**Work item**
Copy the listing that follows, line for line, without a single difference.

**Recorded data**
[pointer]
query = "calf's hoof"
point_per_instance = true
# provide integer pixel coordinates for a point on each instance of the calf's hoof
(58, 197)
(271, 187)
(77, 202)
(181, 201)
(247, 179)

**Exercise solution**
[pointer]
query = "calf's hoof"
point_per_instance = true
# provide integer pixel coordinates for a point on each instance of the calf's hoof
(58, 197)
(271, 187)
(77, 202)
(181, 201)
(247, 179)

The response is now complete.